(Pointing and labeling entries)
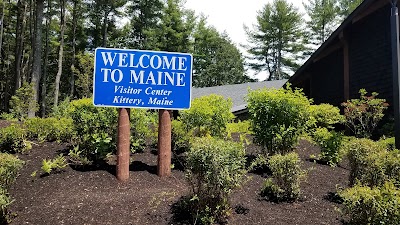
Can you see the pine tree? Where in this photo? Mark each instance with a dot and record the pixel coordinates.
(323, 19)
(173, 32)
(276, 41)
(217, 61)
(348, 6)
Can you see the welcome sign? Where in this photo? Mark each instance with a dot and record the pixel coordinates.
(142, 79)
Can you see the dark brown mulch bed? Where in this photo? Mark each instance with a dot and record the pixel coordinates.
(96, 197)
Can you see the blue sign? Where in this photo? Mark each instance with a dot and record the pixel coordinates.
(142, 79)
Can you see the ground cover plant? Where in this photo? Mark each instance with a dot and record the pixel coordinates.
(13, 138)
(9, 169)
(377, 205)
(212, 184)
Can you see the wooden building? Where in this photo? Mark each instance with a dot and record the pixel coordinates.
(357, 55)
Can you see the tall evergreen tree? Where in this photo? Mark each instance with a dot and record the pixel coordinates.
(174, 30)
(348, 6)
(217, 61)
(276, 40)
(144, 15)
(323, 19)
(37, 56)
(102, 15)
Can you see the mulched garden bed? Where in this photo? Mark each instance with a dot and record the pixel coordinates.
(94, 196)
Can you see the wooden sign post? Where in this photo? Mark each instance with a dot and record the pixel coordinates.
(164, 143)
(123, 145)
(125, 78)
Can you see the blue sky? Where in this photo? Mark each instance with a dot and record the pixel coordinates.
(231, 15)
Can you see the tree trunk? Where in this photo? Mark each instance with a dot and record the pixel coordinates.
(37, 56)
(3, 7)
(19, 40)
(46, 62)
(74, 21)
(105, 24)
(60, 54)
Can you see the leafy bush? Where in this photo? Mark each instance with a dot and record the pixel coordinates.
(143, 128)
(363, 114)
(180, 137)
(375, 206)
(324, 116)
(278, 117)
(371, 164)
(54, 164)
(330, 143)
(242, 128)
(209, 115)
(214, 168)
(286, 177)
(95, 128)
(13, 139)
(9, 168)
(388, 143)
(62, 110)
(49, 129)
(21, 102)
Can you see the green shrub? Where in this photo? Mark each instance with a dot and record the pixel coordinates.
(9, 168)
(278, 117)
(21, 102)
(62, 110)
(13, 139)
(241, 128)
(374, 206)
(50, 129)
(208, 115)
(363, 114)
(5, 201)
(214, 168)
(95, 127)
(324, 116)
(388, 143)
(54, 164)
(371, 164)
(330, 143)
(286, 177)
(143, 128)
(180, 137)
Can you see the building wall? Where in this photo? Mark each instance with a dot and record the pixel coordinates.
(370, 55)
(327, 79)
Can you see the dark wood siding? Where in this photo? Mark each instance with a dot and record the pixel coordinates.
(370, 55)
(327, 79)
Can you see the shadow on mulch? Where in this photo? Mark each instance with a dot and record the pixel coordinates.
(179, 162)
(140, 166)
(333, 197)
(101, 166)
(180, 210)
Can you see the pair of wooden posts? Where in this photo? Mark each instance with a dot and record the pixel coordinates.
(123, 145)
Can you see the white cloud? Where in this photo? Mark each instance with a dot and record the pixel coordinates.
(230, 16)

## What is being asked
Copy word for word the stretch from the line containing "Can you see the pair" through the end of the items.

## Solved problem
Can you see the pair of wooden posts? Where in this photo? Mark each instance with a dot and record the pixel coordinates.
(123, 145)
Can you see the white cloud? Where in this photo? Mark each instance with a dot and record the pixel coordinates.
(230, 16)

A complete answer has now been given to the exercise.